* **Exercise material**:
+===+

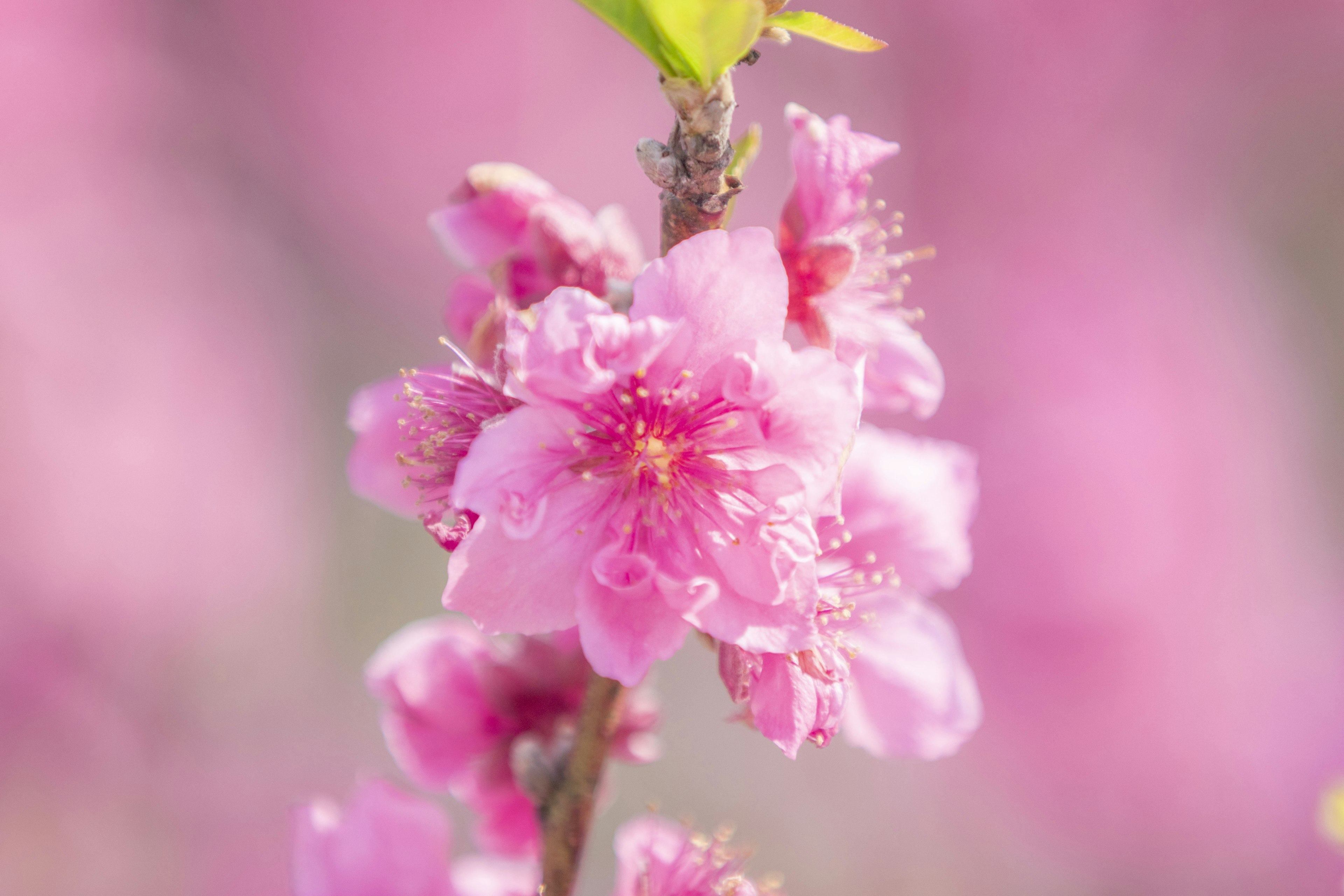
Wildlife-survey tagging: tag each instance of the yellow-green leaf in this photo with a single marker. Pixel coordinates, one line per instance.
(1331, 813)
(706, 37)
(630, 21)
(816, 26)
(745, 149)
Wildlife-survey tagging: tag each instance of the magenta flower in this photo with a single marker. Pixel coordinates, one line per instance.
(845, 289)
(664, 469)
(471, 715)
(412, 433)
(889, 662)
(387, 843)
(529, 240)
(660, 858)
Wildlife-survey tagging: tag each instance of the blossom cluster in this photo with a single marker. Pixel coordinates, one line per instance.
(625, 453)
(387, 843)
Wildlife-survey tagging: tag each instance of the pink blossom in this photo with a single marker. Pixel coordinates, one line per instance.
(889, 660)
(663, 471)
(412, 433)
(842, 288)
(387, 843)
(659, 858)
(529, 240)
(467, 714)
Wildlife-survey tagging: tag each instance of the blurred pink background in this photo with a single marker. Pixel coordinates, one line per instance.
(211, 232)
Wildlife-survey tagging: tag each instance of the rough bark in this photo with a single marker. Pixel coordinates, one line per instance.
(691, 167)
(566, 813)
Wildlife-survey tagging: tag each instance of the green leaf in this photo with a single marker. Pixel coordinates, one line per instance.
(630, 21)
(816, 26)
(745, 149)
(706, 38)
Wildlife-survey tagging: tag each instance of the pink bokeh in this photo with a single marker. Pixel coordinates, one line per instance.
(203, 206)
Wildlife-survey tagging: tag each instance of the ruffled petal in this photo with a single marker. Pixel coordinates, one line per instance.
(373, 469)
(909, 502)
(913, 692)
(437, 719)
(728, 287)
(624, 621)
(831, 164)
(468, 301)
(902, 373)
(385, 843)
(490, 218)
(495, 876)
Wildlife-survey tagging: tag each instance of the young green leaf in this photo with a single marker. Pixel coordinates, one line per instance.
(816, 26)
(707, 37)
(630, 21)
(745, 149)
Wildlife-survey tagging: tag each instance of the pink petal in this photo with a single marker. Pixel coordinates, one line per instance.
(760, 628)
(488, 224)
(728, 287)
(624, 621)
(494, 876)
(555, 357)
(568, 245)
(373, 469)
(784, 703)
(910, 502)
(624, 256)
(468, 300)
(506, 820)
(913, 692)
(811, 420)
(518, 569)
(830, 163)
(384, 844)
(436, 718)
(902, 373)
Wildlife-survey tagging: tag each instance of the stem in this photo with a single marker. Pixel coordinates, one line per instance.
(568, 812)
(691, 167)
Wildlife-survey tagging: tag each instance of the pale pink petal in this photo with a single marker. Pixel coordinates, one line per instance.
(554, 355)
(902, 373)
(913, 692)
(385, 843)
(729, 288)
(760, 628)
(506, 819)
(373, 469)
(910, 502)
(811, 420)
(831, 164)
(495, 876)
(624, 621)
(468, 300)
(436, 718)
(784, 703)
(624, 256)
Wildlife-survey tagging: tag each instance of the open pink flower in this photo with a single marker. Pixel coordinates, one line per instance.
(664, 469)
(412, 433)
(387, 843)
(845, 290)
(472, 715)
(659, 858)
(529, 240)
(889, 660)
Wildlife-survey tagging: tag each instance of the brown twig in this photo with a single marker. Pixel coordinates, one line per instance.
(568, 811)
(691, 167)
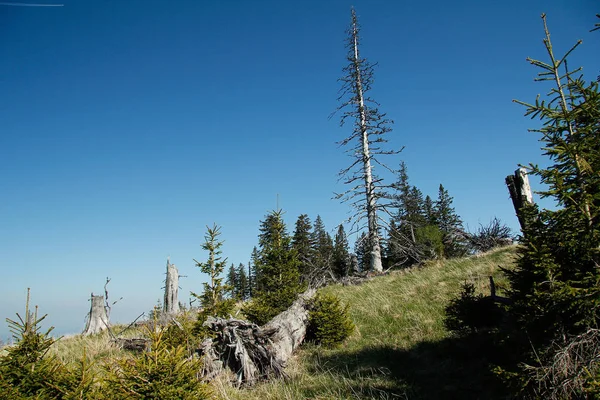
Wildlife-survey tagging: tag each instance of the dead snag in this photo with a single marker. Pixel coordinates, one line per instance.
(254, 352)
(97, 320)
(520, 191)
(171, 303)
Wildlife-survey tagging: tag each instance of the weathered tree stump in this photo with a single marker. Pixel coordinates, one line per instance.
(171, 303)
(520, 191)
(97, 318)
(254, 352)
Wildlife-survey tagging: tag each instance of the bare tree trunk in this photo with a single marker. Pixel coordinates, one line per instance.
(97, 318)
(254, 352)
(171, 303)
(375, 261)
(520, 191)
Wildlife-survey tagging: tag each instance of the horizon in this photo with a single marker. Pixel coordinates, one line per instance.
(130, 126)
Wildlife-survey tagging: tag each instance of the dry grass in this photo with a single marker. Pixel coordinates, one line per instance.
(401, 348)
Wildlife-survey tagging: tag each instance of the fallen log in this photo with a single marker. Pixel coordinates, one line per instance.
(253, 352)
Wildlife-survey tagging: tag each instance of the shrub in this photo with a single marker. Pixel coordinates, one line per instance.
(28, 371)
(164, 373)
(328, 321)
(495, 234)
(470, 313)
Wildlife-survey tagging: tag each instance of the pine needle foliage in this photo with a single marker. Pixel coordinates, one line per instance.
(555, 285)
(165, 373)
(329, 322)
(277, 275)
(28, 371)
(212, 300)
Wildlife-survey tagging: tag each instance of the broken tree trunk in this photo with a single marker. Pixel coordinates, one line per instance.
(171, 303)
(520, 191)
(254, 352)
(97, 318)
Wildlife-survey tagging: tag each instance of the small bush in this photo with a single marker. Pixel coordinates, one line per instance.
(266, 305)
(164, 373)
(328, 321)
(470, 313)
(495, 234)
(27, 371)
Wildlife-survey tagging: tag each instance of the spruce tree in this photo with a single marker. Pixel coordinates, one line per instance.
(303, 243)
(555, 285)
(212, 299)
(453, 234)
(361, 249)
(323, 249)
(243, 289)
(364, 144)
(232, 283)
(276, 264)
(341, 254)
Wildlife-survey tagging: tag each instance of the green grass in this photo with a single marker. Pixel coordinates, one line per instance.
(400, 348)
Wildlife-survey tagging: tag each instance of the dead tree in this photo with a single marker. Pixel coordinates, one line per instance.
(364, 144)
(254, 352)
(520, 191)
(97, 319)
(171, 303)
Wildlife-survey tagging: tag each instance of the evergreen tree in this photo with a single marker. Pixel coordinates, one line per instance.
(454, 237)
(555, 285)
(429, 211)
(341, 254)
(365, 142)
(232, 283)
(243, 289)
(361, 249)
(254, 273)
(303, 243)
(278, 278)
(212, 299)
(323, 249)
(408, 236)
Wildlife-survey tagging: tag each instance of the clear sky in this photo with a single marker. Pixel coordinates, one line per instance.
(127, 126)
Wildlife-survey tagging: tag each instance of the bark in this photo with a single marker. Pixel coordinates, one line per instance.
(254, 352)
(520, 191)
(171, 303)
(97, 318)
(375, 261)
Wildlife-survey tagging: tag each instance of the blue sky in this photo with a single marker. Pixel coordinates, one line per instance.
(128, 126)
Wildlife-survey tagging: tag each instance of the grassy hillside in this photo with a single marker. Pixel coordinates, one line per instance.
(401, 348)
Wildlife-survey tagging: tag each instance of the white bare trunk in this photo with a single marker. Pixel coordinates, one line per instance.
(520, 192)
(375, 247)
(97, 318)
(171, 302)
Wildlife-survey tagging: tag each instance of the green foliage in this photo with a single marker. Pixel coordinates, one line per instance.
(555, 285)
(323, 250)
(165, 373)
(329, 322)
(27, 371)
(454, 237)
(213, 300)
(182, 331)
(495, 234)
(470, 313)
(303, 243)
(429, 239)
(341, 255)
(278, 278)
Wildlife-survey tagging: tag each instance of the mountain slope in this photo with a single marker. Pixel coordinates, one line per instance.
(400, 348)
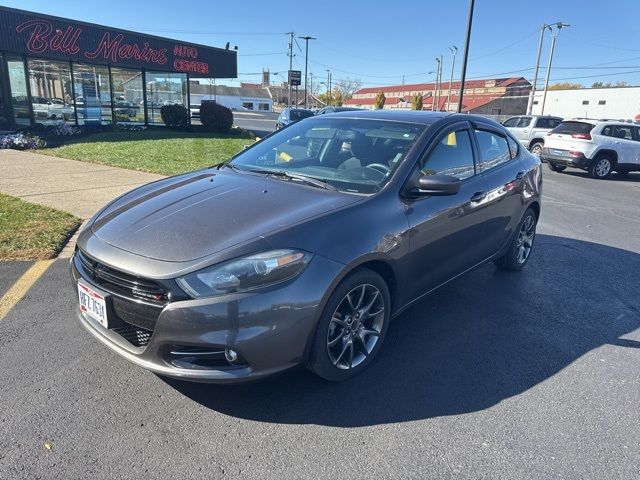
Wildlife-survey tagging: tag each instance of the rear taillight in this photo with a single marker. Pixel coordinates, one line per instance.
(581, 136)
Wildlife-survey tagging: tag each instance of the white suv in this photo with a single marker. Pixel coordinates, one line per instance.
(597, 146)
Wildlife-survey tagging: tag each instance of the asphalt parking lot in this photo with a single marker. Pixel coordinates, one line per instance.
(496, 375)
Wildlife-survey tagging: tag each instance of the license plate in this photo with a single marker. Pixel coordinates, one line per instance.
(93, 304)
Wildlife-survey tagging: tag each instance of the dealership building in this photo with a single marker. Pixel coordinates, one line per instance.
(54, 69)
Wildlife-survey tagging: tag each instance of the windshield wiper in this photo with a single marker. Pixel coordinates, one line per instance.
(315, 182)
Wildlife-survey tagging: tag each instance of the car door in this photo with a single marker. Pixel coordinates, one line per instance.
(447, 233)
(504, 175)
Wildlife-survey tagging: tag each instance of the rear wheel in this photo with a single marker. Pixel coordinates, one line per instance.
(601, 167)
(352, 327)
(555, 168)
(536, 148)
(521, 245)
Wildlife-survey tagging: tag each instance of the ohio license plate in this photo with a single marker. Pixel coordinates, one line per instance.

+===+

Transcribe word for word the lines from the one holding "Wildlife-survey tagging: tag each instance of the car" to the last line of the listing above, inclusive.

Wildlife-survey tagging: tag each instance of the car door in this photo with a single marker. Pixel coordinates, one line per instance.
(447, 233)
(504, 175)
Wildlife-survey tagging: tag each instance of the rear wheel in this photo with a single marker. Pixel coordinates, one line per instance.
(601, 167)
(352, 327)
(555, 168)
(536, 148)
(521, 245)
Wildlife-survey tagging: tag each instance of the ohio license plate in this photo with a single marker. Pixel coordinates, one line per instance.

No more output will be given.